• **INPUT**
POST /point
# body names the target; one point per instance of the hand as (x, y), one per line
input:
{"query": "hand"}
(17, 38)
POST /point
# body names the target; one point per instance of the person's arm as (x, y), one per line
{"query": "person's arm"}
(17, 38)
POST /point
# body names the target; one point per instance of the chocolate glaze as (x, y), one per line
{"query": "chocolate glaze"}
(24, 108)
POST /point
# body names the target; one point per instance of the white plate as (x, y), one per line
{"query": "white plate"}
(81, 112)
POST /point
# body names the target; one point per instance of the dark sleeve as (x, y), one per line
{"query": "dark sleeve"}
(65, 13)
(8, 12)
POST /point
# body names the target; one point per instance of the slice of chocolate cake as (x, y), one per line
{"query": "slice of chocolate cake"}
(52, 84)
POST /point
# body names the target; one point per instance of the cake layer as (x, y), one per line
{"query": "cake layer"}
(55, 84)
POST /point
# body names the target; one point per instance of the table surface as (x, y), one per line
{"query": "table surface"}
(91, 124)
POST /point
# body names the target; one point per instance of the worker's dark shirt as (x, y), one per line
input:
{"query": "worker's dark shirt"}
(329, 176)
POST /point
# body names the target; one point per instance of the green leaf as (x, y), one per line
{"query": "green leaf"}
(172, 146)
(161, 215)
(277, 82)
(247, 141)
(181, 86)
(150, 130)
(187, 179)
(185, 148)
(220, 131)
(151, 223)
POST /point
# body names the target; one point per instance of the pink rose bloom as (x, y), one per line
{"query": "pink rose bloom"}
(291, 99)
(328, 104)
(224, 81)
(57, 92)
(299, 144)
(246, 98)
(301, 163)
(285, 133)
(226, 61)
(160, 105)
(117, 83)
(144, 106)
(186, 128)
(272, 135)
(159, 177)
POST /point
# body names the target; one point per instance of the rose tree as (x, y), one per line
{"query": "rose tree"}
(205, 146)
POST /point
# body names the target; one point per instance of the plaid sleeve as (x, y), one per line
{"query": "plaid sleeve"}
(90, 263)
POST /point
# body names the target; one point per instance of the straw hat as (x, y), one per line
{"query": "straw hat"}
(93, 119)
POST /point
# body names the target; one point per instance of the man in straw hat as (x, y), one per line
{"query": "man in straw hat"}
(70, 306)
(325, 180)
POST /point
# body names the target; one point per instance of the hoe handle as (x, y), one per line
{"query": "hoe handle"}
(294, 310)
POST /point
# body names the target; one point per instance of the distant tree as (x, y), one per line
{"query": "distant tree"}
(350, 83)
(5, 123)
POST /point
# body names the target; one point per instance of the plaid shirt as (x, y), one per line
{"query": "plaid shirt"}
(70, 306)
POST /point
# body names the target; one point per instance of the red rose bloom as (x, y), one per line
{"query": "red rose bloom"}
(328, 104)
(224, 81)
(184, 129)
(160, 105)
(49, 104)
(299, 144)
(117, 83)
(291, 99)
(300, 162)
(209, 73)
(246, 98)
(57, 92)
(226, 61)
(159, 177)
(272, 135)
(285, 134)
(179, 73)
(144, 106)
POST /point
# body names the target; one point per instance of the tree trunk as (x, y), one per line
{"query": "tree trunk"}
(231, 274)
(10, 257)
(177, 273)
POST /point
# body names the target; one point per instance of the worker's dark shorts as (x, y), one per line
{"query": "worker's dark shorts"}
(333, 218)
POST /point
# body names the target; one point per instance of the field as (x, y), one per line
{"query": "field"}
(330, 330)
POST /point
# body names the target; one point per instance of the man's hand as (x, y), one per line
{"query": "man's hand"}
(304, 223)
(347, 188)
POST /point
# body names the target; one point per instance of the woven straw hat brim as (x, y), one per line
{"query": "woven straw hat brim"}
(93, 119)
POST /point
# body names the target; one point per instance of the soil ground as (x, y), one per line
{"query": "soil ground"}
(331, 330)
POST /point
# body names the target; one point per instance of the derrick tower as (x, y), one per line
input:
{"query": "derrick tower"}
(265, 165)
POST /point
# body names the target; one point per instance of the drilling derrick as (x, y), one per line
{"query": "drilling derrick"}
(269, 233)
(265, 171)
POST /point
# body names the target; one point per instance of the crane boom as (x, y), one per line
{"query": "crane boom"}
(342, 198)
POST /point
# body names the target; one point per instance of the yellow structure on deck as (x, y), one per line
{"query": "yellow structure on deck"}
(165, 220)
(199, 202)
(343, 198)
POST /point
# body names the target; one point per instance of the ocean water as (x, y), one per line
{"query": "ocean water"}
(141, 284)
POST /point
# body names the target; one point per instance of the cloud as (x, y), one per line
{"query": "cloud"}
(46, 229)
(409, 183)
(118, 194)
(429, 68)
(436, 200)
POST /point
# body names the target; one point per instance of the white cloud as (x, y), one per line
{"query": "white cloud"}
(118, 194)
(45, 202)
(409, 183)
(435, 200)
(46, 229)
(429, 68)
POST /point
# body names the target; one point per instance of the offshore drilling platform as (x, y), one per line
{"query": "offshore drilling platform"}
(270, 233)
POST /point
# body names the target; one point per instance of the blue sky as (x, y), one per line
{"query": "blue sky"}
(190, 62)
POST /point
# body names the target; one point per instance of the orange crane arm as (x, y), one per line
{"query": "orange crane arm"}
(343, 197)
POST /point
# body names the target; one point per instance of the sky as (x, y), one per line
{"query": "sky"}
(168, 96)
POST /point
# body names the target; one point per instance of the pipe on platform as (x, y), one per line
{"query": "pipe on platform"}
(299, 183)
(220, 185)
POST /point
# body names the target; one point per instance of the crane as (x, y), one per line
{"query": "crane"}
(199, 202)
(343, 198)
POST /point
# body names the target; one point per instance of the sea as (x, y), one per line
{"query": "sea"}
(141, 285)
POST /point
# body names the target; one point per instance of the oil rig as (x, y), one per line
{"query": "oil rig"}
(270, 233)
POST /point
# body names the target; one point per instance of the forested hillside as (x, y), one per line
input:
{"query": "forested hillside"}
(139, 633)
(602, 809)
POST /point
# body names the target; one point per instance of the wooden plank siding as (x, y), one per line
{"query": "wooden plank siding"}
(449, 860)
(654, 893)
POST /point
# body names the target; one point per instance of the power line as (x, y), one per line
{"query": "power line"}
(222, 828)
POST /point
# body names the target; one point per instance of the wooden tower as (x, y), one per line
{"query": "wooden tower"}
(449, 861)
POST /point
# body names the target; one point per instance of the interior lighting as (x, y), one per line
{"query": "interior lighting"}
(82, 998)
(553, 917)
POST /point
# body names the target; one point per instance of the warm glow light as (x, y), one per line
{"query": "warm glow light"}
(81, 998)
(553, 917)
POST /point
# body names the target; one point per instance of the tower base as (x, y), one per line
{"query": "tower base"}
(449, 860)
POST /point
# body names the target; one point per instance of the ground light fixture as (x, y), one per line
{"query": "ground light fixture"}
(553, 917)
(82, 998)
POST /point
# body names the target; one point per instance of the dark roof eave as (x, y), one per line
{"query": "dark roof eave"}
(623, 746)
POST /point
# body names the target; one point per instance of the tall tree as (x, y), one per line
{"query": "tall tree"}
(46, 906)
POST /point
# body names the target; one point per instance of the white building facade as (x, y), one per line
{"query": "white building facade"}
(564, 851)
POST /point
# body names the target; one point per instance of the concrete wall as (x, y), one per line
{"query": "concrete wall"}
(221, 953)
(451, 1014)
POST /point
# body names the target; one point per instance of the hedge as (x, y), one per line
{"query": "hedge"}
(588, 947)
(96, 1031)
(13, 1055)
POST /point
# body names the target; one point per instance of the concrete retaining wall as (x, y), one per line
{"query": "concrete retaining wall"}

• **WHAT IS NEEDED**
What lines above contain the word "retaining"? Return each such line.

• **THE ANSWER**
# body names the target; one point per instance of the concrete retaining wall as (x, y), one per line
{"query": "concrete retaining wall"}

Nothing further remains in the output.